Repeat word for word the part of the river discussion that begins at "Local extraction wrecks" and stops after "about it or not?".

• EXCERPT PROVIDED

•••••

3. Can you be more specific on what 'messing with the mauri of the river' actually means in pragmatic terms here?
Not sure, making an educated guess. Have also spent a fair amount of time in the mountains but in intact ecosystems, not ones like the Canterbury Plains rivers, which have been hugely altered by humans. In terms of sustainability, it's not just the x volume of rock relative to time and weather, it's about the whole system. If we just measure the one thing, we're missing the point.
However, you are the engineering and science person 🙂 so perhaps you can more easily find the research on the rock to time/weather ration?
Local extraction wrecks local ecosystems. Nature has a process evolved over very long time that humans can't even fully comprehend or study. How would we know what the impacts are? I trust nature, because the regenerative essence is observable. I'm not seeing any regenerative essence in our extractive industries but I live in hope.
Think about the river places you love the most and imagine them being straightened and flattened and the banks planted in pine trees. The water still runs, there are trees on the bank, and birds in the trees. What's changed apart from the various individual elements? Do you think it's only how you feel about it that has changed, or was there something instrinsic to the place that exists whether you know about it or not?

•••••

• DATA EXCERPT
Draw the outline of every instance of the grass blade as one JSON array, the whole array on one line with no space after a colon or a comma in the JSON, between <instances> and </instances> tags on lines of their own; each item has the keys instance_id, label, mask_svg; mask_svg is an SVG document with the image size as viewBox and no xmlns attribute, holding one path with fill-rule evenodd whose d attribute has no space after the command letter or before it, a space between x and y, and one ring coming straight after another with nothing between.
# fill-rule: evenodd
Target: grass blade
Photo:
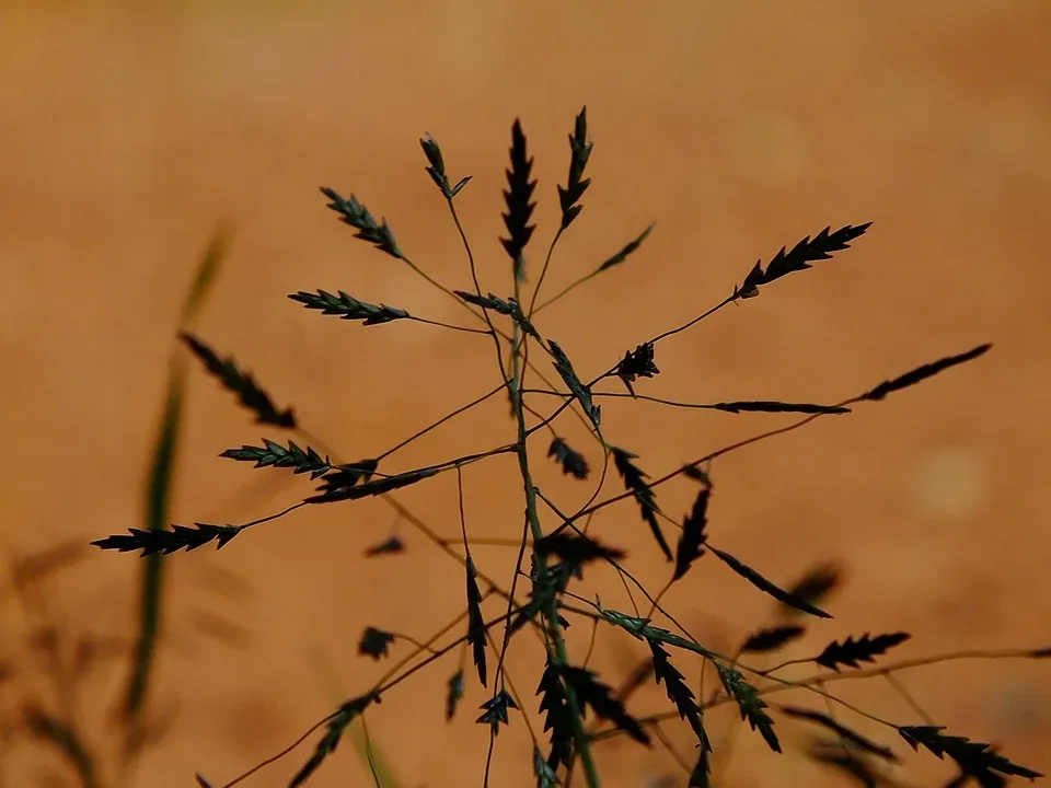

•••••

• RESPONSE TO THE EXERCISE
Local extraction wrecks local ecosystems. Nature has a process evolved over very long time that humans can't even fully comprehend or study. How would we know what the impacts are? I trust nature, because the regenerative essence is observable. I'm not seeing any regenerative essence in our extractive industries but I live in hope.
Think about the river places you love the most and imagine them being straightened and flattened and the banks planted in pine trees. The water still runs, there are trees on the bank, and birds in the trees. What's changed apart from the various individual elements? Do you think it's only how you feel about it that has changed, or was there something instrinsic to the place that exists whether you know about it or not?